## [Entries shown]
....................

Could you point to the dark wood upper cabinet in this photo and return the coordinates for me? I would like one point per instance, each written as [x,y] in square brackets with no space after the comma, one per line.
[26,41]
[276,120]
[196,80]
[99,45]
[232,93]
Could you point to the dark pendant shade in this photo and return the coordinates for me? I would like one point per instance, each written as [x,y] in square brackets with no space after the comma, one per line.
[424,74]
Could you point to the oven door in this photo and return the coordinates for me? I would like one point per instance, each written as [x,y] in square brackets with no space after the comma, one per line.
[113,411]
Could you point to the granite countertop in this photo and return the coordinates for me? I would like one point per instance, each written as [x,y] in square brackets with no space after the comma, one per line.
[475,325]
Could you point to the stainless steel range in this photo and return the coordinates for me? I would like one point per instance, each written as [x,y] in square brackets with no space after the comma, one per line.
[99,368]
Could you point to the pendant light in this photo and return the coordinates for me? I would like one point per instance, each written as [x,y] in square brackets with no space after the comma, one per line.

....................

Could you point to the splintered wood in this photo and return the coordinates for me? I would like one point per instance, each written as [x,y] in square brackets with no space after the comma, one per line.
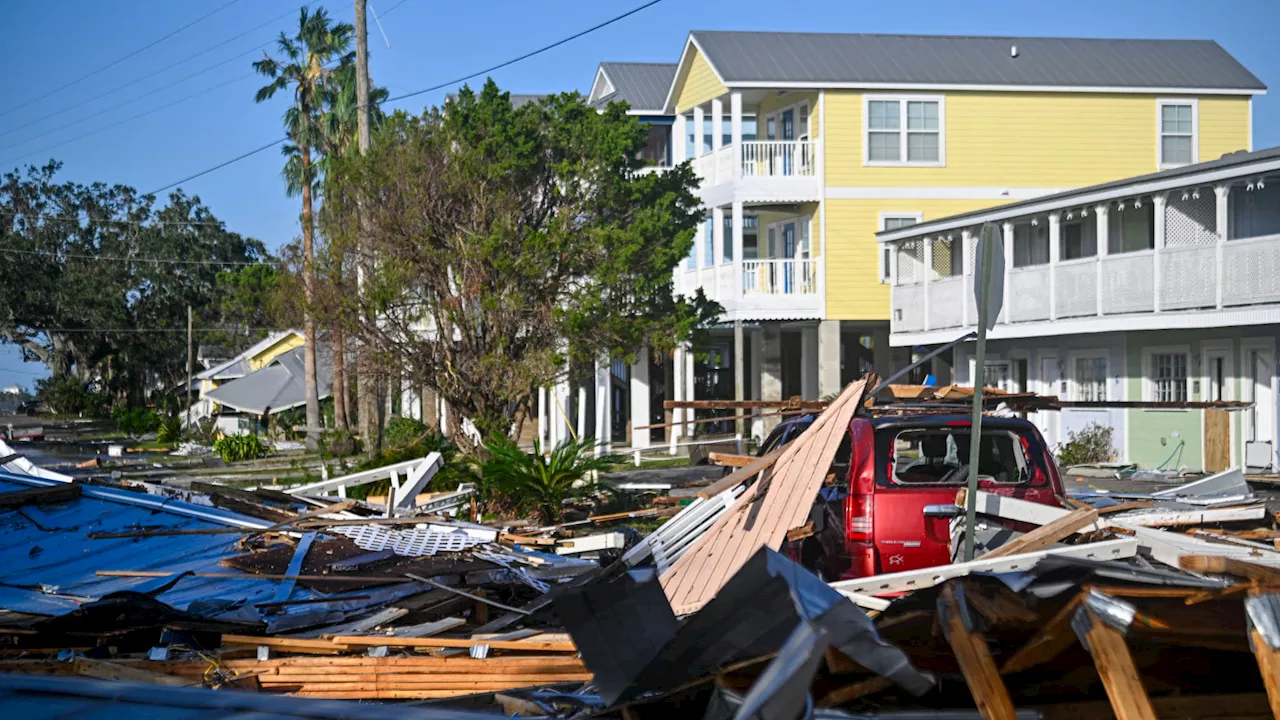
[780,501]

....................

## [Task objective]
Above are the records; print exactly the lines from the line with "Could you point to the dark wood" to the line with "Could you point to the pendant", including both, and nothing else.

## [Answer below]
Could you point to the dark wood upper cabinet in this photo and return the coordinates for me? I would like one point per instance, each written as [x,y] in square brackets with no space after the comma, one per line.
[26,41]
[276,120]
[196,80]
[99,45]
[232,93]
Could you point to the dark pendant shade in this photo and return the coordinates for me? I would like one point per instance, each written as [x,y] in square brackets with no space after the comma, one per line.
[424,74]
Could you point to the oven door in this photo and return the coordinates for me? I would like one point per instance, each written as [x,y] in square brackets with no space after the comma, one per line.
[113,411]
Could you point to the granite countertop in this photo and return the coordinates for me? I would like one point per instance, each written as [x,y] in square brackets with no space after the comma, one per line.
[475,325]
Could you point to the stainless steel range in this photo and return the coordinates for me? I would like one point per instance, each written as [x,y] in square brackets with no space after the comma, one per line.
[99,368]
Could you point to the pendant light in this photo and return the coordinates for me? I would like one point per instance, each written as [x,y] in square brackets with no space after the comma, one per line.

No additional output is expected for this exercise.